---- Source passage

How Do I Create an Attribute MSA Report in Excel Using SigmaXL?
Attribute MSA (Binary)
Attribute MSA is also known as Attribute Agreement Analysis. Use
the Binary option if the assessed result is text or numeric binary
(e.g., 0/1, Pass/Fail, Good/Bad, G/NG, Yes/No).
- Open the file Attribute MSA – AIAG.xlsx. This is an example from the Automotive Industry Action Group (AIAG) MSA Reference Manual, 3rd edition, page 127 (4th Edition, page 134). There are 50 samples, 3 appraisers and 3 trials with a 0/1 response. A “good” sample is denoted as a 1. A “bad” sample is denoted as a 0. Note that the worksheet data must be in stacked column format and the known reference values must be consistent for each sample.
- Click SigmaXL > Measurement Systems Analysis > Attribute MSA (Binary). Ensure that the entire data table is selected. Click Next.
- Select Part, Appraiser, Assessed
Result and Reference as shown. Check
Report Information and enter AIAG Attribute
MSA Binary for Product/Unit Name. Select
Percent Confidence Interval Type – Exact. The
default Good Level of “1”will be used as
specified in the AIAG manual:
Tip: The Good Level definition is used to determine Type I and Type II error rates. It is applicable only when a True Standard is selected.

--------

▶ **Required work**:
A: Locate each line of the records that contains the word "ceiling", and copy those lines. Treat case as significant.
B: Write the next portion of the SigmaXL Attribute MSA tutorial, starting immediately after its final sentence.

---- Supplied material

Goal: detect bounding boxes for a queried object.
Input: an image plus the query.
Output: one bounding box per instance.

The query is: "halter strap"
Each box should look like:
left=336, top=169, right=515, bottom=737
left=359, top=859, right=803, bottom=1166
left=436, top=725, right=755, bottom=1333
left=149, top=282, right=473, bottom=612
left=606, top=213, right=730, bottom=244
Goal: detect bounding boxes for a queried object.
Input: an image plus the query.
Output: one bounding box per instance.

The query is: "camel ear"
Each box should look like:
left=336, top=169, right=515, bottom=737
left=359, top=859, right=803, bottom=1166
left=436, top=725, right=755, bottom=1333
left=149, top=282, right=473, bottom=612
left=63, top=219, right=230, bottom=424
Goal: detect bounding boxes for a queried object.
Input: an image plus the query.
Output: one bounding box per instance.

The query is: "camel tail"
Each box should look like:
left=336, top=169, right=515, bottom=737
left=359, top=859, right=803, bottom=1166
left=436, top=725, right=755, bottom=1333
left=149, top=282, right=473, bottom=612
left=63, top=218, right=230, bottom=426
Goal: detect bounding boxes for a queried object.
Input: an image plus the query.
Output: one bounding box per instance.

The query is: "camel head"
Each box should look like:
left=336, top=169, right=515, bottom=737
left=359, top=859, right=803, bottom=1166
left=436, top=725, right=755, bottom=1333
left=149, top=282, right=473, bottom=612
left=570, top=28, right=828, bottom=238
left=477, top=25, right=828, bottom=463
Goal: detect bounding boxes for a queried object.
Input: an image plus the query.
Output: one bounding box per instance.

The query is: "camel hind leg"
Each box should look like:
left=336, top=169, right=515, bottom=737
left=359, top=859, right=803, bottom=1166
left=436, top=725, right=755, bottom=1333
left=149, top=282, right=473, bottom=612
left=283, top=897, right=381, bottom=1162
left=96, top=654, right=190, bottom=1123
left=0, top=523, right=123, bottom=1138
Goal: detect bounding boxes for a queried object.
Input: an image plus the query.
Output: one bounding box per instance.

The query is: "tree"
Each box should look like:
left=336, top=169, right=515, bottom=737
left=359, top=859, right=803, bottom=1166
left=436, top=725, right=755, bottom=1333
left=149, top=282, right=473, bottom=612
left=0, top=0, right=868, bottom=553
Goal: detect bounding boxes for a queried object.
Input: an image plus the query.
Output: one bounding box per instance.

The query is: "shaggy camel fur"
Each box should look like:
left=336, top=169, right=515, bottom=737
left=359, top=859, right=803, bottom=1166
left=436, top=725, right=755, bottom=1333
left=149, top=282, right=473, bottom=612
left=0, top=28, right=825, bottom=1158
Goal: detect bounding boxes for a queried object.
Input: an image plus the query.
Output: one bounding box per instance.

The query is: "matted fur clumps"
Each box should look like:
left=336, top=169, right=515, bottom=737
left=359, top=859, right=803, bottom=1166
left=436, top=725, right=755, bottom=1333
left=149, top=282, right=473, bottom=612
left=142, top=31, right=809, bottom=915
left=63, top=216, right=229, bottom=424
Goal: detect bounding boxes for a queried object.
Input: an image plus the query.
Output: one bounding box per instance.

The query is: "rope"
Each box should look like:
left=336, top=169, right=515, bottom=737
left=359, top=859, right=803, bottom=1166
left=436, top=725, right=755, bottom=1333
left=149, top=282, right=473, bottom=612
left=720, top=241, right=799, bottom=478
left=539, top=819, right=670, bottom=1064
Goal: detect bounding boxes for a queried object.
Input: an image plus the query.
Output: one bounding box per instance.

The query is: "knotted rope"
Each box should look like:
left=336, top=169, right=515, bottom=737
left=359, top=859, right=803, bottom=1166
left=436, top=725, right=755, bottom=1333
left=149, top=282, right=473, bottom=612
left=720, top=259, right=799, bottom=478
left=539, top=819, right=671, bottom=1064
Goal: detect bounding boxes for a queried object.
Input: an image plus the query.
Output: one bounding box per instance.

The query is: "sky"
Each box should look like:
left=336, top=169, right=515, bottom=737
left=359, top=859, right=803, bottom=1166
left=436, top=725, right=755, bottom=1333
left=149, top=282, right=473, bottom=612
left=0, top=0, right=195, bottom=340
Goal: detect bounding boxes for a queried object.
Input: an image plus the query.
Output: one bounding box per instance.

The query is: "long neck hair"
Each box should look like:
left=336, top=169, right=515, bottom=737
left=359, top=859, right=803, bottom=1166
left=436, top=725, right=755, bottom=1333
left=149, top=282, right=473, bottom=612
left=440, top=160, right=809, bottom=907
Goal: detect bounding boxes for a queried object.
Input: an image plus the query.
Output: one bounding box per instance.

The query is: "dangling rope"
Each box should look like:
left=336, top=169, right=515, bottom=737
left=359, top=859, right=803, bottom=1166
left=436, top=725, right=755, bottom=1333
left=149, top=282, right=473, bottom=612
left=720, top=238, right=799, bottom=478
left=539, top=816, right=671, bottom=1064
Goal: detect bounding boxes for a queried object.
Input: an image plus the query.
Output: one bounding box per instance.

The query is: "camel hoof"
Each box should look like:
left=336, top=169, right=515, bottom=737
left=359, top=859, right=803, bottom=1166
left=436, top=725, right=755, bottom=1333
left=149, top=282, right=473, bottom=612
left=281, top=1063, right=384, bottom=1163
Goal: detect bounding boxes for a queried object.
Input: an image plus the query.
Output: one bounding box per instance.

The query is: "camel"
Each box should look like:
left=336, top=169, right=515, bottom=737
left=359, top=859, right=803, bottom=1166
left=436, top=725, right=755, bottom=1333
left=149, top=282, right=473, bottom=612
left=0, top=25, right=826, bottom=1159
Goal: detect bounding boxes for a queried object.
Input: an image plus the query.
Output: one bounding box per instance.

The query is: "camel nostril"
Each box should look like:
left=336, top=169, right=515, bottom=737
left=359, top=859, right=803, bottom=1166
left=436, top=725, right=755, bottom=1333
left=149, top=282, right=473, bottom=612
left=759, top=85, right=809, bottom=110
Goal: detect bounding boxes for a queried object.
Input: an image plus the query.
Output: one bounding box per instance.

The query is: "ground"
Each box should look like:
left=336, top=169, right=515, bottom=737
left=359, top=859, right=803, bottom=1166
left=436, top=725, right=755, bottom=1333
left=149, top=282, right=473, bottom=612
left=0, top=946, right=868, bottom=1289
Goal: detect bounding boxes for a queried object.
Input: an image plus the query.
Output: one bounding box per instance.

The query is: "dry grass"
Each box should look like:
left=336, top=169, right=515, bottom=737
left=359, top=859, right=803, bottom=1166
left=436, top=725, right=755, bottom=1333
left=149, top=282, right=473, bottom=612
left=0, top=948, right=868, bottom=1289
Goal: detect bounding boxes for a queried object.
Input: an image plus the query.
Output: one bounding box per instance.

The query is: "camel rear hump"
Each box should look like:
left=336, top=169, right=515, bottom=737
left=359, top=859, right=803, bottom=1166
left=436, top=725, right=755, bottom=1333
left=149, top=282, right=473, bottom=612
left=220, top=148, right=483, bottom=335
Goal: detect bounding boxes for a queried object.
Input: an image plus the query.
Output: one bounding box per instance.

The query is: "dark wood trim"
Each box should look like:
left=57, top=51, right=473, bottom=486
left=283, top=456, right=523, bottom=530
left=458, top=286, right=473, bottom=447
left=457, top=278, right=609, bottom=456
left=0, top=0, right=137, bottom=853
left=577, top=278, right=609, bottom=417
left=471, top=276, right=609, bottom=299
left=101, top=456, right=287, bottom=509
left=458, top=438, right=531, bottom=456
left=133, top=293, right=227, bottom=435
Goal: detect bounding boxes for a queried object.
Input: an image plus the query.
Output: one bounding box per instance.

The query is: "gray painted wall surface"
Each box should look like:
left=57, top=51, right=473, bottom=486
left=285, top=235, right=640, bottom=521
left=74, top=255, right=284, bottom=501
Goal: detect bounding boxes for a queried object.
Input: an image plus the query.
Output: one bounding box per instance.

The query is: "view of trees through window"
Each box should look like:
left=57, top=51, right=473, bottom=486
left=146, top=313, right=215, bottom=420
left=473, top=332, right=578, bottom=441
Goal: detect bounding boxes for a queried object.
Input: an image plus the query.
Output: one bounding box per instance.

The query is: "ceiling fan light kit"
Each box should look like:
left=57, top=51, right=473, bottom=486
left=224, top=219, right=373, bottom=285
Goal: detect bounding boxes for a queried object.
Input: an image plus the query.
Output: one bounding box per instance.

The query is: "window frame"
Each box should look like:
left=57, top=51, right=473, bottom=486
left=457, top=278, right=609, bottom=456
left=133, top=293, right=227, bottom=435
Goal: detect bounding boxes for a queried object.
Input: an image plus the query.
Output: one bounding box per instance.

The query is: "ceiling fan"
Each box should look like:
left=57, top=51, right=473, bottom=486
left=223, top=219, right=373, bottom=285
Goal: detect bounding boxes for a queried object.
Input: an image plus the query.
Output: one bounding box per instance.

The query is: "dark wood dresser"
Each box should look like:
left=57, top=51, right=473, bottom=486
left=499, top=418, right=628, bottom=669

--------

▶ **Responses to the tasks**:
A:
The query is: "ceiling fan light kit"
The query is: "ceiling fan"

B:
Tip: Percent Confidence Interval
Type applies to the Percent Agreement and Percent Effectiveness
Confidence Intervals. These are binomial proportions that have an
"oscillation" phenomenon where the coverage probability varies with
the sample size and proportion value. Exact is
strictly conservative and will guarantee the specified confidence
level as a minimum coverage probability, but results in wider
intervals. Wilson Score has a mean coverage
probability that matches the specified confidence interval. Since
the intervals are narrower and thereby more powerful, Wilson Score
is recommended for use in attribute MSA studies due to the small
sample sizes typically used. Exact is selected in
this example for continuity with the results from SigmaXL Version 6.
- Click OK. The Attribute MSA Binary
Analysis Report is produced. The tables and associated graphs are described
separately by section for clarity.
Tip: While this report is quite extensive, a quick assessment of
the attribute measurement system can be made by viewing the Kappa
color highlights: Green - very good agreement (Kappa >= 0.9); Yellow
- marginally acceptable, improvement should be considered (Kappa 0.7
to < 0.9); Red - unacceptable (Kappa < 0.7). Further details on
Kappa are given below.
Within Appraiser Agreement
is an assessment of each appraiser’s consistency of ratings across
trials and requires at least two trials. This is analogous to Gage
R&R Repeatability. Note that the reference standard is not
considered, so an appraiser may be perfectly consistent but
consistently wrong!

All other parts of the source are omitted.